DOCUMENT SEGMENT:
She married Jordan Eichhorn, her second husband, in 1978. He had two adult children, a son and daughter, four and six years older than Mary Lou’s. His children took over the house Mary Lou had sold him and he moved in with her.
Within a few years after that marriage, Jordan had a heart attack. Working in the printing business in lower New York City, he was advised to take some time before returning to his job. The couple thought they’d vacation on the Island, where Jordan had often visited his children when they both went to Camp Quinipet.
“When we stepped off the ferry, I said to him, ‘We’re meant to live here.’ He thought I was crazy.”
But staying at the Pridwin, on a rainy day, she wanted to look at real estate. They did and it wasn’t long before they bought one of builder Peter Reich’s homes — he’s now a partner at Reich-Eklund Construction — and when the doctor advised Jordan against going back to work, they moved here year-round in January 1980.
And wondered what to do next.
They were in Mike Zavatto’s deli, where the Eagle Deli is now, when Mary Lou noticed that the rear two rooms, “really nice spaces,” were empty. She asked Mike why. His answer was, “Why don’t you put a shop there, Mary Lou?”
“Jordan looked at me,” Mary Lou recalled, “and said, ‘What do you think?’ and I said, ‘What do you mean, what do I think?’ and he said, ‘Didn’t you always want a shop?’ and I said ‘yes.’”
She thought of gifts right away. They went out the next day and had business cards made up. They visited gift shows and managed to get excellent advice. They opened the one-room gift shop that October. It wasn’t long before the small, thriving business needed more space and an archway was added into the second room.
Four and a half years later, retired city detective Matt Bonora bought the house next to the Tuck Shop and offered Mary Lou five rooms on the ground floor. She could see a wonderful arrangement. She and Jordan moved there with the shop and remained 10 years. When Matt became ill and wanted to sell the house, Mary Lou was heartbroken. But almost immediately, she was offered her current location, beside the Eagle Deli, where she had begun so many years earlier.

LISTED ENTRIES:
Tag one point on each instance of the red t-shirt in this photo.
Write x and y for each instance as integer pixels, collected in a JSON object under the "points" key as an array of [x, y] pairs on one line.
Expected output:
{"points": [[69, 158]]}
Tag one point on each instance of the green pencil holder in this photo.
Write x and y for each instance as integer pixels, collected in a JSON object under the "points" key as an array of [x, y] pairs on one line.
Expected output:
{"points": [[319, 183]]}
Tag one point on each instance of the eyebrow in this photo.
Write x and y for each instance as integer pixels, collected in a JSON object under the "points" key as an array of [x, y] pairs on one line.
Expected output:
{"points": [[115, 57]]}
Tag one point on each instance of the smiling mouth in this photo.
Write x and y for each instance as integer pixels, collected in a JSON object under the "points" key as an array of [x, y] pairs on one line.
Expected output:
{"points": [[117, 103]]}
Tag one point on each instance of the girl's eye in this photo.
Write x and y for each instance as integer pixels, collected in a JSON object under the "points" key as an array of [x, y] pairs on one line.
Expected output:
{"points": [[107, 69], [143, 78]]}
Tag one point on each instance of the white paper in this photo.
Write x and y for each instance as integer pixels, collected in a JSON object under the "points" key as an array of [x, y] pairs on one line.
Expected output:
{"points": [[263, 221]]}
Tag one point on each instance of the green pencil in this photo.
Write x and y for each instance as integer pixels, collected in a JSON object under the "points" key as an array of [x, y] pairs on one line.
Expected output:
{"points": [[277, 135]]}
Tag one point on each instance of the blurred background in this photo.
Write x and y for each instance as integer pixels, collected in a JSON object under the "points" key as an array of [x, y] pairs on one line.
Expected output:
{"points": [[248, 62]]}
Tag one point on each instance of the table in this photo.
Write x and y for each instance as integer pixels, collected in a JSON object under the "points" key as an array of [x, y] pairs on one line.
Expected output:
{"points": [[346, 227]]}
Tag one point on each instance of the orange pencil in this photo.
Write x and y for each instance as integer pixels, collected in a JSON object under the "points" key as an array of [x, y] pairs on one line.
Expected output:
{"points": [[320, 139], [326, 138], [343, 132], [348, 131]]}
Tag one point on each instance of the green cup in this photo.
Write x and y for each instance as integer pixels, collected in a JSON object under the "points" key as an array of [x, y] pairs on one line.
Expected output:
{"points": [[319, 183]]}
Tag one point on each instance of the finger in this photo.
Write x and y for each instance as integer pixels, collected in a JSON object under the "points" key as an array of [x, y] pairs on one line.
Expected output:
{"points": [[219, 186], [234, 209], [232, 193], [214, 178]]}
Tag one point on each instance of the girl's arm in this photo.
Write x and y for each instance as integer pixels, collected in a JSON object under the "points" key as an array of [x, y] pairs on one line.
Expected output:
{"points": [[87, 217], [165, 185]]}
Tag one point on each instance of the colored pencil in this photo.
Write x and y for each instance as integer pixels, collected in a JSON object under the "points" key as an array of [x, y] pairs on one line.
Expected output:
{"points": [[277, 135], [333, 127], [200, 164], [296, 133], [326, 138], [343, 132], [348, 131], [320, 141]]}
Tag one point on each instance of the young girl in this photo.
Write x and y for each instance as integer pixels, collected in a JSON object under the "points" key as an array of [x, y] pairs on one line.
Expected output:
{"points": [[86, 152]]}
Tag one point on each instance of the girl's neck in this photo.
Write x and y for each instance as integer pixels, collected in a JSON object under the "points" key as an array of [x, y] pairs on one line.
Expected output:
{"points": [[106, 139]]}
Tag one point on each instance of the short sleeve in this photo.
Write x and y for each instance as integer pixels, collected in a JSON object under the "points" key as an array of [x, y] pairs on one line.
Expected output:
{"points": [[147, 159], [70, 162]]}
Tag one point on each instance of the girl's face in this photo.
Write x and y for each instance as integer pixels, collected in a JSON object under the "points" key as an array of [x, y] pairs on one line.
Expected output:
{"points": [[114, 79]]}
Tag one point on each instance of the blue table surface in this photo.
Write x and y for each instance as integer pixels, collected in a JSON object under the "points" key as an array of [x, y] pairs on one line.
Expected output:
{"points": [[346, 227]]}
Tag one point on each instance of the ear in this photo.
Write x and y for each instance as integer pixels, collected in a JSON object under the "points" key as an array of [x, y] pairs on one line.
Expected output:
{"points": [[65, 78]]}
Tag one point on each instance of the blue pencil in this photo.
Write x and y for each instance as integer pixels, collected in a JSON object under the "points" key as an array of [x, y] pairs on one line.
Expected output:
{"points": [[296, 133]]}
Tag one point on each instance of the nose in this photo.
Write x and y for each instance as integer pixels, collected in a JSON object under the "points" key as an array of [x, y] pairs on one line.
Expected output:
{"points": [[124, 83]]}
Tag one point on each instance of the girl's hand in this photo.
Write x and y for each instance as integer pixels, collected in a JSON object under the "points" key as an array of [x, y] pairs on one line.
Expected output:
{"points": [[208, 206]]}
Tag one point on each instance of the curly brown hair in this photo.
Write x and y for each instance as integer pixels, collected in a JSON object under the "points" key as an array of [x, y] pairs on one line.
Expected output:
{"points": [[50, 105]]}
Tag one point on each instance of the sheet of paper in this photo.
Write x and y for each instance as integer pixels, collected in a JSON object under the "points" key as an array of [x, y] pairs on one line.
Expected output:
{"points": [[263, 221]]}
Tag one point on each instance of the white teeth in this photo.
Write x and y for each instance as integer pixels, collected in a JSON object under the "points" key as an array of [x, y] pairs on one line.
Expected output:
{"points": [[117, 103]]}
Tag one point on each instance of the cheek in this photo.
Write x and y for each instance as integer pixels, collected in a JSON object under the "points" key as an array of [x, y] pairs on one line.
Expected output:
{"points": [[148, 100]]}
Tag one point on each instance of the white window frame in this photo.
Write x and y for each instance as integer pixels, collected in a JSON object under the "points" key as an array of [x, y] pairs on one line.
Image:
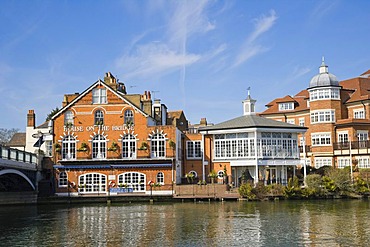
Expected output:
{"points": [[63, 179], [359, 114], [322, 116], [134, 180], [323, 161], [99, 96], [129, 146], [92, 183], [194, 173], [343, 162], [362, 135], [99, 117], [160, 178], [49, 148], [286, 106], [291, 121], [99, 147], [324, 94], [320, 139], [68, 117], [129, 117], [363, 162], [343, 137], [193, 149], [69, 148], [158, 146]]}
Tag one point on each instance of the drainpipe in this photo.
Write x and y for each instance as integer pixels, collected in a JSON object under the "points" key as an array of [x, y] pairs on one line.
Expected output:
{"points": [[362, 102], [203, 166], [256, 157]]}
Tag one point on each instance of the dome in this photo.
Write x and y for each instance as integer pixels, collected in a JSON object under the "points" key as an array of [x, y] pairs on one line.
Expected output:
{"points": [[324, 78]]}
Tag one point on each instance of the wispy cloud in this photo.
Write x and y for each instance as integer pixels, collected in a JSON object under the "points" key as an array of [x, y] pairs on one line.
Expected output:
{"points": [[298, 72], [154, 58], [249, 48], [321, 10], [159, 58]]}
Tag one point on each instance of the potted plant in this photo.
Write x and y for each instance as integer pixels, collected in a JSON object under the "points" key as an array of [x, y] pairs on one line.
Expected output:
{"points": [[58, 148], [190, 177], [129, 124], [99, 122], [172, 144], [68, 125], [213, 175], [144, 146], [114, 147], [83, 147]]}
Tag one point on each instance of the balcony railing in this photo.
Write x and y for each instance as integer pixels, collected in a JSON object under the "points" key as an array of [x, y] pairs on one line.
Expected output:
{"points": [[308, 149], [354, 145]]}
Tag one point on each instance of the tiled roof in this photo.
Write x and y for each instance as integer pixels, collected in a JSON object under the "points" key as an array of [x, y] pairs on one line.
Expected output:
{"points": [[250, 121], [287, 98], [174, 114], [44, 125], [17, 140], [361, 87], [355, 89]]}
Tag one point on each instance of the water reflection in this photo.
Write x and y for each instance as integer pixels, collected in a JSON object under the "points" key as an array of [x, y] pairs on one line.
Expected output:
{"points": [[282, 223]]}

TASK A:
Using the passage about Mary Lou and her gift shop, decide whether each statement agrees with it: (i) Mary Lou and Jordan began living on the Island year-round in January 1980. (ii) The shop first opened in two rooms. (iii) Matt Bonora offered Mary Lou three rooms on the ground floor. Answer yes or no for each, quoting the words from the passage that decide it.
TASK B:
Go on with the passage about Mary Lou and her gift shop, starting right after its final sentence.

ANSWER AREA A:
(i) Yes: "they moved here year-round in January 1980."
(ii) No: "They opened the one-room gift shop that October."
(iii) No: "offered Mary Lou five rooms on the ground floor."

ANSWER AREA B:
“So the way opened up for us and here I am and here I’ll stay,” she said.
She and Jordan had done some real estate work here on the Island but she had no desire to continue after Jordan’s death in 2000. She loves her gift shop: “This is a happy business,” she said. “When people come in, they’re happy, they’re buying a gift for someone they love or celebrating something nice. They’re not cranky like at the IGA. They don’t get impatient.”
Looking at Mary Lou’s life from the outside, it would be easy to see her as unlucky, especially after the death of her son, Tim, two years ago, from cancer. But that’s not the way she sees it. Her view is quite the opposite. She feels blessed with two happy marriages, work that she loves, and family, including Jordan’s children, Lorraine and Andrew, who have rallied round for her, especially after Tim died.
He and Jordan are both buried here behind the Presbyterian Church. “I have eight grandchildren and five great-granddaughters, and they’re so important to me.” Many Islanders met Arianna, one of those great-granddaughters, who spent her first six months in a playpen in the shop while her mother was recovering from an illness.
Mary Lou continues her work with the Presbyterian Church, taking over for Jordan as a visiting minister; she also does some home care before and after work. It’s not hard to see why her calm and easy acceptance of all life has to bring might well be a comfort to others.